▶ _Written exercise_
Return the lines beginning at the one that contains "Each instance of the pink" and running to the end of the records, exactly and with nothing else. Omit pictures.

▶ _Data to process_

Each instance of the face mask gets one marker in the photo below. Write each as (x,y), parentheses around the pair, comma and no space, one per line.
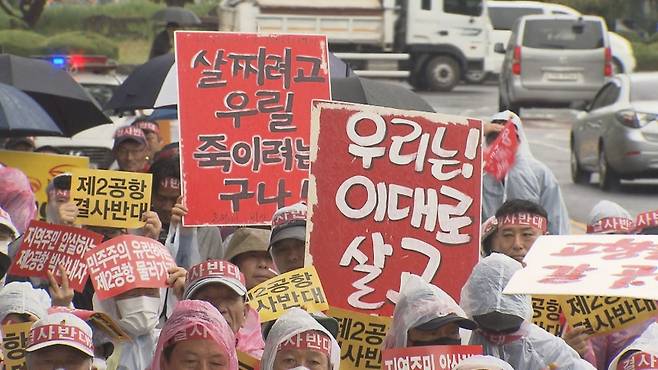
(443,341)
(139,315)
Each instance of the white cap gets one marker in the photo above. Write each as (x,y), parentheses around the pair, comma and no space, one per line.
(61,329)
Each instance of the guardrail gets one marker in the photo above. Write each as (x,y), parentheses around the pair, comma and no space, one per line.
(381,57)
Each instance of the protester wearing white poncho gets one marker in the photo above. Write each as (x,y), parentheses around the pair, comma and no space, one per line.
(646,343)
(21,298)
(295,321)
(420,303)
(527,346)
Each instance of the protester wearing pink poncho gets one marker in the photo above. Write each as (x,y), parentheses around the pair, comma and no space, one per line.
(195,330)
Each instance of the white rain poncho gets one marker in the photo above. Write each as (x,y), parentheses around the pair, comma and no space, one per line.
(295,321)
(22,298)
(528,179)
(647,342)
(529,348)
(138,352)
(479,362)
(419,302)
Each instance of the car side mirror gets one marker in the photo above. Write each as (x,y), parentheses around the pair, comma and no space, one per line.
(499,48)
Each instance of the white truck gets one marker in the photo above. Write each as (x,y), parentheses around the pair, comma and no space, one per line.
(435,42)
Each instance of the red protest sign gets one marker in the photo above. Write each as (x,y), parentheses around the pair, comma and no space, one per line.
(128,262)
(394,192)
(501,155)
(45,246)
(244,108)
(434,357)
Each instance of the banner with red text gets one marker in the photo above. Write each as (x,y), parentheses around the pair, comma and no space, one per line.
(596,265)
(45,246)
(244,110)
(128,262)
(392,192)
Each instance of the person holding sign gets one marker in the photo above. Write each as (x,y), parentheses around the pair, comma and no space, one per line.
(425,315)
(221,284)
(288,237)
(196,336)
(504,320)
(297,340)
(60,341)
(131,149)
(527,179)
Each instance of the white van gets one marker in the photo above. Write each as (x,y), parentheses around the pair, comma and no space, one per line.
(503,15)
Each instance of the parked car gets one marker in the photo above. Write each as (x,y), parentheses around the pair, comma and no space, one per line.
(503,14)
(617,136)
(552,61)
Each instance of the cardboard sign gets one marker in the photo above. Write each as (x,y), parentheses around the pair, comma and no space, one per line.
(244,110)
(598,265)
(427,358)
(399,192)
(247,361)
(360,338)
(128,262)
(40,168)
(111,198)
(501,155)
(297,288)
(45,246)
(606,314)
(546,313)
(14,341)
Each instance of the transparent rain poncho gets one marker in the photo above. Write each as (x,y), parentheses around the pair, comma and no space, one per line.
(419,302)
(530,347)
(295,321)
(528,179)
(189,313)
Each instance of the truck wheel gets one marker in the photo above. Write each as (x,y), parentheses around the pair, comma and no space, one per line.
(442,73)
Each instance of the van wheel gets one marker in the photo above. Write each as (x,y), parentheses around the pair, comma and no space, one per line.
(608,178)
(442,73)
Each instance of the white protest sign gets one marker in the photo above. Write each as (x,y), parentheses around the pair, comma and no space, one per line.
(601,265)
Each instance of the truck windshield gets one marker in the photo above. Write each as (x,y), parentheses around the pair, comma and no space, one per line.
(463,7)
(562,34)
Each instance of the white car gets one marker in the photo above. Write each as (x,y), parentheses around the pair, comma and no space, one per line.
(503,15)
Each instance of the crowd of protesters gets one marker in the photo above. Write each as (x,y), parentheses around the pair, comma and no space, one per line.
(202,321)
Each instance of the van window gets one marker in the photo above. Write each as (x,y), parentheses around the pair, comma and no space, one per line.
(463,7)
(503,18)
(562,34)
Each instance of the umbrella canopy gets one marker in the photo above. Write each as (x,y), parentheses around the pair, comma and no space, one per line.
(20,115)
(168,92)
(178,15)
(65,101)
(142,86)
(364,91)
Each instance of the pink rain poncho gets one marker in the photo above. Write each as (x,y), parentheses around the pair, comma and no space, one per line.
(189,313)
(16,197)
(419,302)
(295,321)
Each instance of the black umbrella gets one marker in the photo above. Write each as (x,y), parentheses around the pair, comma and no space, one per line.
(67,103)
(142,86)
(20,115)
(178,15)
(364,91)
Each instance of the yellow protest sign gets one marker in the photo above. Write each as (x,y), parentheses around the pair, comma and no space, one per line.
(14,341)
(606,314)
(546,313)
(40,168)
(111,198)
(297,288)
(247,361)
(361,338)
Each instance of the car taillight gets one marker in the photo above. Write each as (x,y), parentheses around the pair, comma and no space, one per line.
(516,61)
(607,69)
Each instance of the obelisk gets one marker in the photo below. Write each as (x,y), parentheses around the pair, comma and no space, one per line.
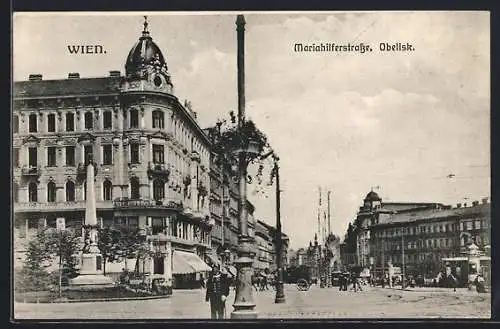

▶ _Solution to the exercise_
Each instance of the pink rain poncho gets one marker in the photo above. Write each as (x,y), parentheses around the pair, comma and no space, one per line.
(189,313)
(16,197)
(419,302)
(295,321)
Each instance of the black umbrella gets one marker in the photo above. Write each as (x,y), parentheses around the pair, comma and no space, one per line.
(67,103)
(142,86)
(20,115)
(178,15)
(364,91)
Each instance of the yellow protest sign gets one marker in the photo above. Write each as (x,y), parentheses around the pair, comma and no space, one per line.
(14,341)
(606,314)
(546,313)
(40,168)
(111,198)
(297,288)
(247,361)
(361,338)
Each instance of the car taillight gets one marker in the photo above. Write each as (x,y), parentheses around the pair, comma and no space, one per line.
(516,61)
(607,69)
Each instance of the obelisk gets one marker in the photo below. Write each as (x,y), parentheses around the pair, comma and no space, one per line.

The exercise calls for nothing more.